* _Required work_:
Repeat, exactly and with no pictures, the lines that run from the beginning of the entries through the line containing "point: red and".

* _Material to process_:

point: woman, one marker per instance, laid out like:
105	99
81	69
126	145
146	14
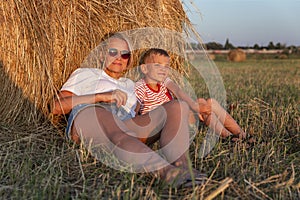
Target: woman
102	103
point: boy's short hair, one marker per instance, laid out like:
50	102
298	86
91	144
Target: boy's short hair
146	54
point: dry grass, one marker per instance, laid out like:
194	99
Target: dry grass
236	55
42	42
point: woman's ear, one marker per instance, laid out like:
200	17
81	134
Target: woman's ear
143	68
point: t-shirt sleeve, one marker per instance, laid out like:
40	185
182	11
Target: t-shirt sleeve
139	91
78	81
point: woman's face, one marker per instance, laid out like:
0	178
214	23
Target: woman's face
115	64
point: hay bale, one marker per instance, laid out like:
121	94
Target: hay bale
44	41
236	55
212	56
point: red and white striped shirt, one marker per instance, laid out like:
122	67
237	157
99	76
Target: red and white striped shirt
150	99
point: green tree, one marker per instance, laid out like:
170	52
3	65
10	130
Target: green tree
271	45
228	45
256	46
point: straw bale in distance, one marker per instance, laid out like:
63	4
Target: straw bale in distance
236	55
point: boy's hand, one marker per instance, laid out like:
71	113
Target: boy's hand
119	97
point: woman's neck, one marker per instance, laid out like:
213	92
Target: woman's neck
113	74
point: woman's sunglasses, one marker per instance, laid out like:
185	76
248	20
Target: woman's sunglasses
114	52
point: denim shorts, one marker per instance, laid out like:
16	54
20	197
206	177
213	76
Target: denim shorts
120	112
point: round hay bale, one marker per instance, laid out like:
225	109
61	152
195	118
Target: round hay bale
212	56
43	42
236	55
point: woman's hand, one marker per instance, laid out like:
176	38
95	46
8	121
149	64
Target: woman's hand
117	96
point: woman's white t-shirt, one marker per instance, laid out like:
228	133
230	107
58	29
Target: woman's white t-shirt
85	81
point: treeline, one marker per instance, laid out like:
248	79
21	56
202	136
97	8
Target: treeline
228	46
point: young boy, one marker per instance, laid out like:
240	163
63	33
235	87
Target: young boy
156	88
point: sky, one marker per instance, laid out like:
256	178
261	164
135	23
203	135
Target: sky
246	22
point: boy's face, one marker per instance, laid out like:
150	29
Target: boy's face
156	68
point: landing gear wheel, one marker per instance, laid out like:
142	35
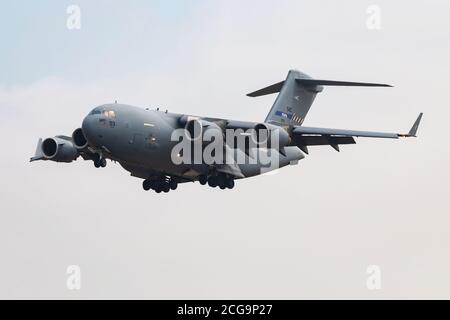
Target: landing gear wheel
212	181
173	184
221	181
146	185
203	179
230	183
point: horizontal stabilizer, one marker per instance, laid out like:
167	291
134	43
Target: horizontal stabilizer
267	90
316	82
306	82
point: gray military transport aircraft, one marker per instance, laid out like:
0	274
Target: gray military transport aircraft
143	142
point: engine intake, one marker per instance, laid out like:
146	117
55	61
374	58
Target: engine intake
59	150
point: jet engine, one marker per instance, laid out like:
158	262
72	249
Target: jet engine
59	150
271	136
201	129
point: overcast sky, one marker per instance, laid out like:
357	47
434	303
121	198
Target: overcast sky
308	231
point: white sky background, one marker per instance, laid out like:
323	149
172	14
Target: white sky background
309	231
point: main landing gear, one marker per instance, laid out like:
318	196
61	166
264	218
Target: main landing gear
221	180
100	162
161	184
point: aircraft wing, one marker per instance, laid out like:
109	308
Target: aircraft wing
310	136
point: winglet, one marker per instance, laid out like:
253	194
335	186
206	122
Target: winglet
413	131
38	155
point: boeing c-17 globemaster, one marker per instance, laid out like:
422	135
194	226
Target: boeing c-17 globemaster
142	140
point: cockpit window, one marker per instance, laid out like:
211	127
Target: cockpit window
103	112
109	113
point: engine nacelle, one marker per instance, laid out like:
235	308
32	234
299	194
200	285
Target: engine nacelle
79	140
271	136
59	150
201	129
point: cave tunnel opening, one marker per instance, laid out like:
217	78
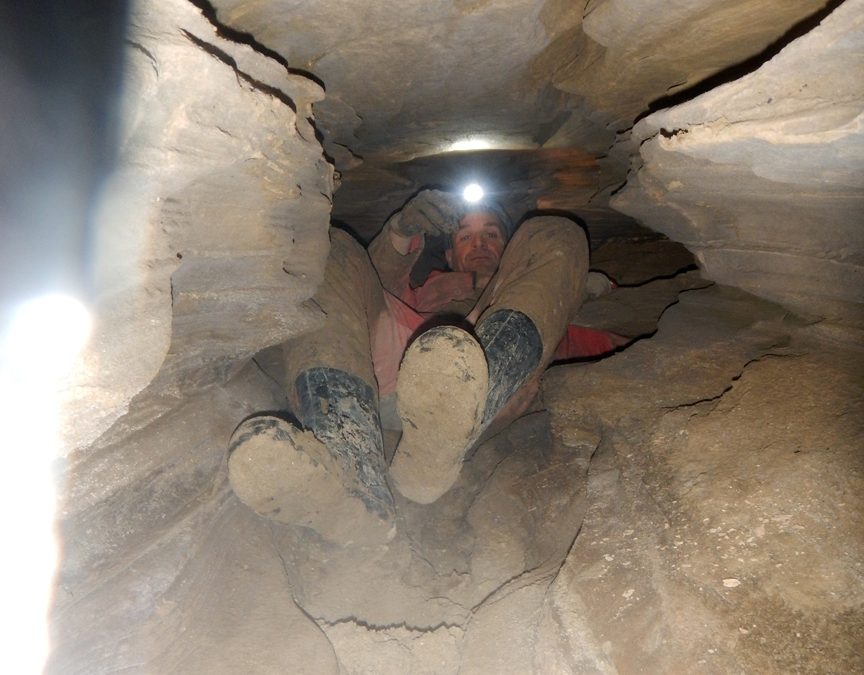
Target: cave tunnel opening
690	499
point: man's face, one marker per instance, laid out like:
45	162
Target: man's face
477	245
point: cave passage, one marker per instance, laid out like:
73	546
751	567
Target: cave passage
174	175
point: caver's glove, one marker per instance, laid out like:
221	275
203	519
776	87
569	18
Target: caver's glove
433	212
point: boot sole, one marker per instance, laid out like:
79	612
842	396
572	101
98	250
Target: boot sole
287	475
441	394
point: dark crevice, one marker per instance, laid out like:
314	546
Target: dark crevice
745	67
666	277
228	60
249	40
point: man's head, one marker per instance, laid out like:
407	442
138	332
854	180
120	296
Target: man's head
478	244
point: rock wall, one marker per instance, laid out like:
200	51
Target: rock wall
763	178
210	236
216	213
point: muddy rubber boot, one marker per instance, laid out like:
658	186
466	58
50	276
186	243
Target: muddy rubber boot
341	410
287	475
513	349
450	388
441	394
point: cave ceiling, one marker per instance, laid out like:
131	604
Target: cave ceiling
547	85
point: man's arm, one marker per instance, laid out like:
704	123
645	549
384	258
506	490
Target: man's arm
397	247
393	256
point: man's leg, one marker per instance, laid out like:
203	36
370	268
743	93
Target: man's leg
452	386
286	473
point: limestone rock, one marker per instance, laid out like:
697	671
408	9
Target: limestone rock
711	504
215	214
762	177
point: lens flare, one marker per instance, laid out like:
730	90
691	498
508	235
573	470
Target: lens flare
472	193
37	351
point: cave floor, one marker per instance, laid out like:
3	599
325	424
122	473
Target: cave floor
693	503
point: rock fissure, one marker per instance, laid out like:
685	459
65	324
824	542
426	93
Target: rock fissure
229	61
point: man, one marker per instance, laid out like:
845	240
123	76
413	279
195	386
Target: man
514	300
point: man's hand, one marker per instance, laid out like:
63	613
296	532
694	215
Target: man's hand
431	212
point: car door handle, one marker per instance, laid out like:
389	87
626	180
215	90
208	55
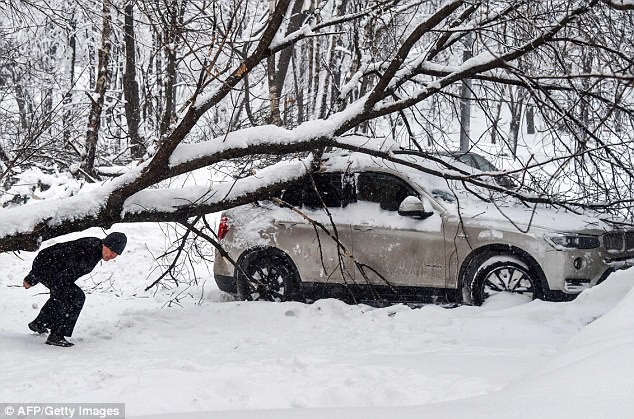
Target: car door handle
286	223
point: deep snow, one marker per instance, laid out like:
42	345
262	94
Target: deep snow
225	358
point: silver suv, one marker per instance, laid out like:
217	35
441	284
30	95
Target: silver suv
364	229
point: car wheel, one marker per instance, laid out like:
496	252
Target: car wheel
267	275
503	274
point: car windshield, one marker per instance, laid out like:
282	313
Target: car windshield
443	195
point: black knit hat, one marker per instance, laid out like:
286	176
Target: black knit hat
116	242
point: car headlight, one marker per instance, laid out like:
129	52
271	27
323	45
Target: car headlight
572	241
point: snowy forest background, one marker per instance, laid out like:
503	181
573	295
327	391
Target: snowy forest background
144	91
117	112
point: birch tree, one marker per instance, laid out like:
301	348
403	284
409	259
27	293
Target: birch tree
417	66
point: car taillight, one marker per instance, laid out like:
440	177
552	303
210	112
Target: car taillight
223	228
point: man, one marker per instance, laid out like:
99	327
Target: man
57	268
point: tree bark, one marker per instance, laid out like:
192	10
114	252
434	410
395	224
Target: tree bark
130	85
94	118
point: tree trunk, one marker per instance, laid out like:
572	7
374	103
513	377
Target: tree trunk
530	119
68	96
170	37
94	118
130	85
465	101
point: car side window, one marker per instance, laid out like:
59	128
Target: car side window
335	190
387	190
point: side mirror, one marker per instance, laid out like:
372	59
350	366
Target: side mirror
415	208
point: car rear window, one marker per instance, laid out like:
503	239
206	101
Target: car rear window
334	190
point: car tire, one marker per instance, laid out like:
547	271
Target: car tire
501	274
267	275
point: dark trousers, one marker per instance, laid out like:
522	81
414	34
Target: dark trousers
61	311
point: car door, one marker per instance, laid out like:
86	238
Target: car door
399	250
317	253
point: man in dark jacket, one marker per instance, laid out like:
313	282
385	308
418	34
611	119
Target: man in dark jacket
57	268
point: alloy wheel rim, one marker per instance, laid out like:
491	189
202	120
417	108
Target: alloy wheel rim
508	279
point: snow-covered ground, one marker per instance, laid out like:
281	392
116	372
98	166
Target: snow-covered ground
220	358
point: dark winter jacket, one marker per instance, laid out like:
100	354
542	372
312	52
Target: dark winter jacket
64	263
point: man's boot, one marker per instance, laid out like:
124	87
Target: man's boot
58	340
37	327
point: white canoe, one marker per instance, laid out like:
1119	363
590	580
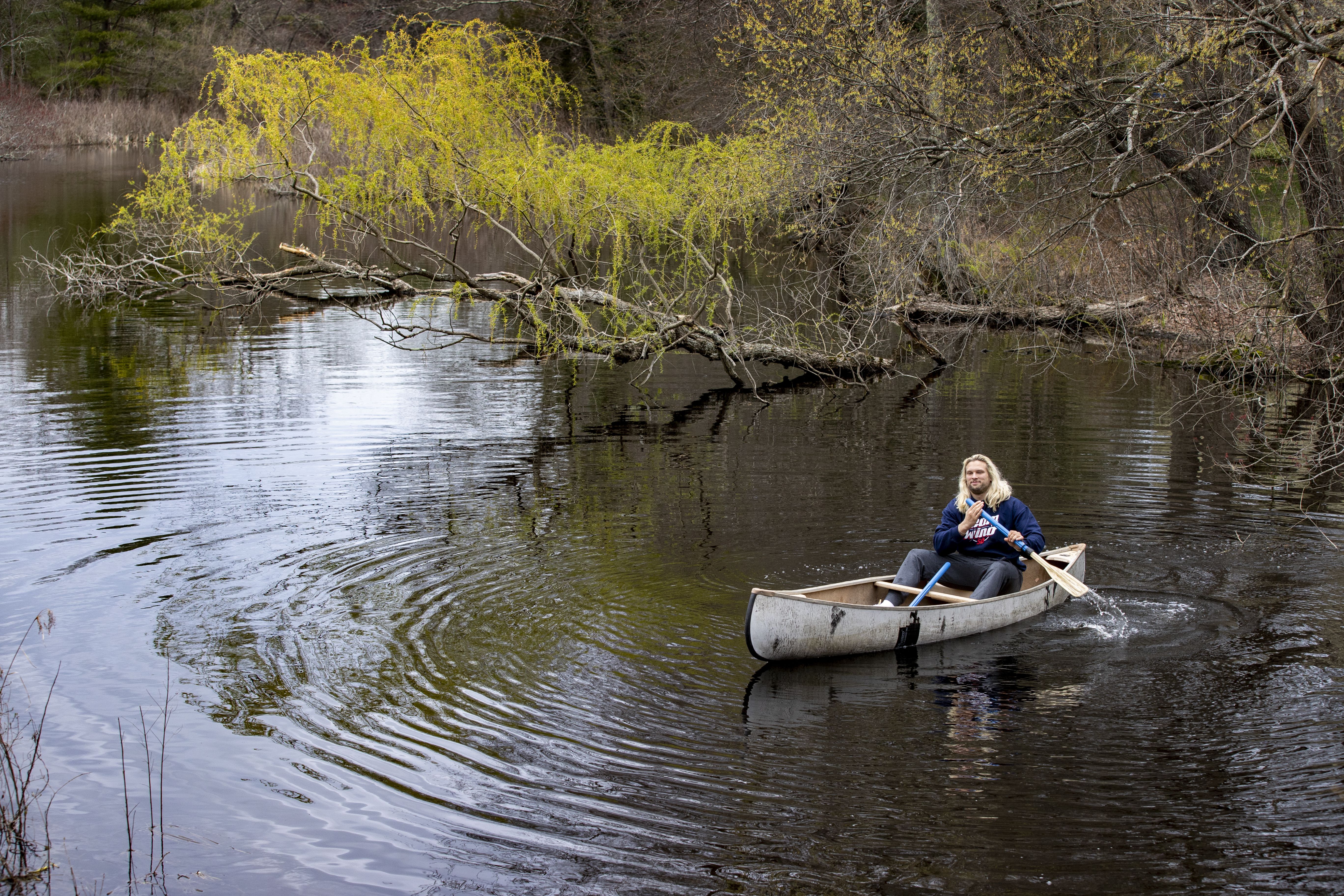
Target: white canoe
843	618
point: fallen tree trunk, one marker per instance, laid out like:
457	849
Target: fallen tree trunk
1000	316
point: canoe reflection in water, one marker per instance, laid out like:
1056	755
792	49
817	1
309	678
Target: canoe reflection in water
953	715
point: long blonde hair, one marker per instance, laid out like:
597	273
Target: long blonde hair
999	488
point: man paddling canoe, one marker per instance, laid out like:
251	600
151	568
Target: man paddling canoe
982	559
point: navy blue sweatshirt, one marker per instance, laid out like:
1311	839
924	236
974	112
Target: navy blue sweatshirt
984	541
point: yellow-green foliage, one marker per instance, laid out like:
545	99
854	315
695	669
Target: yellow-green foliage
459	116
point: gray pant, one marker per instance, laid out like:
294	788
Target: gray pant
986	577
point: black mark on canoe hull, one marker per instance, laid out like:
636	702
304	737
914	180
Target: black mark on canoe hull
909	636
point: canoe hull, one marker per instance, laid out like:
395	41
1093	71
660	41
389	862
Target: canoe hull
840	620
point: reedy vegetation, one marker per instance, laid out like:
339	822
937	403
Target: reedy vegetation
1002	154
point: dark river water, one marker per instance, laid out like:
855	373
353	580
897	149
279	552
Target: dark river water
440	623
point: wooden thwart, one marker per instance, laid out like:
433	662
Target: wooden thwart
937	596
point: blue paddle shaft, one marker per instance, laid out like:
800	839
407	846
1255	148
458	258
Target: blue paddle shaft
1022	546
932	582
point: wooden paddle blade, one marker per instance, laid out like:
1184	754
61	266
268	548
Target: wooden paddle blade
1066	581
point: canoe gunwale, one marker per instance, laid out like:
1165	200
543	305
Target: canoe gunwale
818	636
804	594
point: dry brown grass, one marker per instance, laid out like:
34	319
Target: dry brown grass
30	124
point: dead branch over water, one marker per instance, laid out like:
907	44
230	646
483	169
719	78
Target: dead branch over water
1070	166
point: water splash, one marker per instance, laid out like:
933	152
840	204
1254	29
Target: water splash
1111	621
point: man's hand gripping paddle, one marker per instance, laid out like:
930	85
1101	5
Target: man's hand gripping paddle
1066	582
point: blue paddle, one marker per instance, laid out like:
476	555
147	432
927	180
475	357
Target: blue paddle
1066	582
932	582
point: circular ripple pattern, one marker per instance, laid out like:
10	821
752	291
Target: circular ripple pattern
456	623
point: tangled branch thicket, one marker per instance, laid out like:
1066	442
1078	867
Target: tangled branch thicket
1173	166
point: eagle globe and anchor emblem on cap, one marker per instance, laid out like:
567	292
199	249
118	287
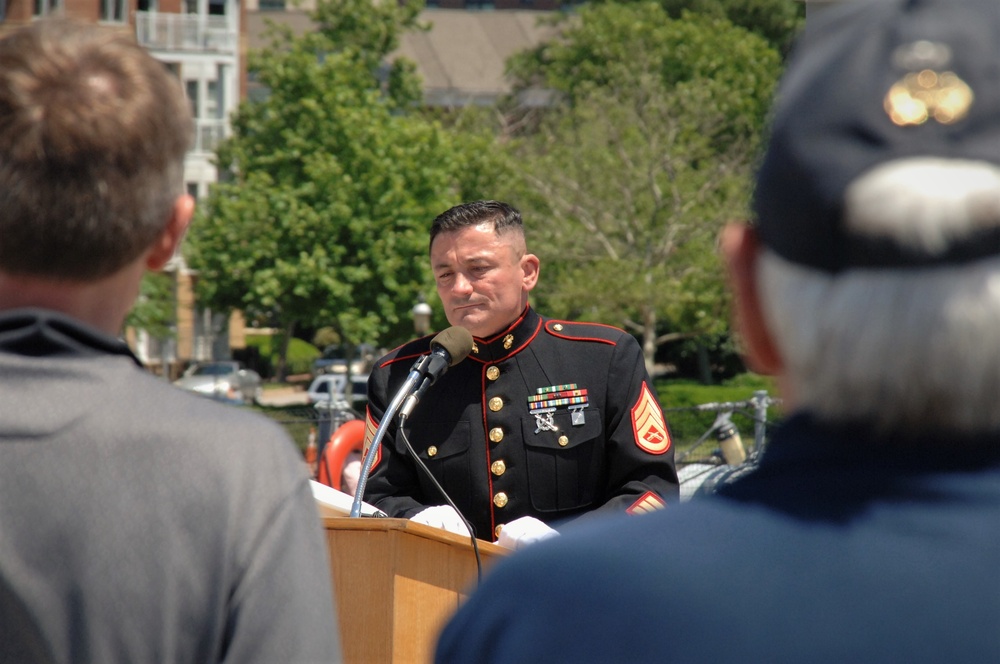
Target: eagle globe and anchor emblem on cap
927	91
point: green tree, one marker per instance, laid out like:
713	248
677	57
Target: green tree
777	21
332	184
635	174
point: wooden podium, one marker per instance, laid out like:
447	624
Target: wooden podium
396	584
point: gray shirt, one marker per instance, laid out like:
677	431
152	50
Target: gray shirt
139	523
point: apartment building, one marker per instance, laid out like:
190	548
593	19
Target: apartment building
202	42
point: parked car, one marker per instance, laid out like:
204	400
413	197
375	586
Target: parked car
328	386
334	360
224	380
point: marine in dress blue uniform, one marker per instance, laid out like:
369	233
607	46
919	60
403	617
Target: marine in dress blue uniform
550	419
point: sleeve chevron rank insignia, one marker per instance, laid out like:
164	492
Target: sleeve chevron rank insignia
648	425
371	426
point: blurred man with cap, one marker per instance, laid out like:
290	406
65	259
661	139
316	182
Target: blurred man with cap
871	288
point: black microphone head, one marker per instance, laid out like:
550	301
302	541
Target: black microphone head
457	341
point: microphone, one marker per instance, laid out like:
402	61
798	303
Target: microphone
448	348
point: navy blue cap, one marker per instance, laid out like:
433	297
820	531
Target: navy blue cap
871	83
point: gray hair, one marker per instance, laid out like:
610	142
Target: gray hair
905	350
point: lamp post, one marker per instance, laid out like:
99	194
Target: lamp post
422	317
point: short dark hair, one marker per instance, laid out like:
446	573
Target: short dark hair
93	133
503	216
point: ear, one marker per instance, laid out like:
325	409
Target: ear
740	249
530	267
166	245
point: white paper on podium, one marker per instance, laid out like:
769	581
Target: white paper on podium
340	503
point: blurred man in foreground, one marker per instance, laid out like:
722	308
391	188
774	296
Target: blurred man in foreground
546	420
138	523
871	288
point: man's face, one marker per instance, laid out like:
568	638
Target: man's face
483	279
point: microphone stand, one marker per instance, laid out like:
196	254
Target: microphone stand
412	381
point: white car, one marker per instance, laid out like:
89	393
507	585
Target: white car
327	386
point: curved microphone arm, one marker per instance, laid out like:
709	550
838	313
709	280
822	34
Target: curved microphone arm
366	467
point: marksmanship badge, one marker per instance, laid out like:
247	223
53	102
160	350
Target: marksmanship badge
650	429
546	400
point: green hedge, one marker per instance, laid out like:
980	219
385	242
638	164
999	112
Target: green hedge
677	397
300	353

* _Output for this task_:
point: woman, one marker per instance, laid out like:
105	99
81	69
126	145
146	14
Target: woman
102	103
point: boy's short hair, one marker per instance, laid out like:
50	102
298	86
91	144
Target: boy's short hair
146	54
point: dry grass, one marker per instance, laid out like:
194	99
Target: dry grass
236	55
42	42
point: woman's ear, one marker per instance, laid out like:
200	17
81	134
Target: woman's ear
143	68
point: t-shirt sleeve, one marker per instance, laid out like:
40	185
182	11
Target: t-shirt sleeve
139	91
78	81
point: woman's face, one marker per instance, laid out like:
0	178
214	23
Target: woman's face
115	64
point: hay bale, one marker per instance, laid out like:
121	94
Target: hay bale
44	41
236	55
212	56
point: red and white striped shirt, one marker per instance, laid out like:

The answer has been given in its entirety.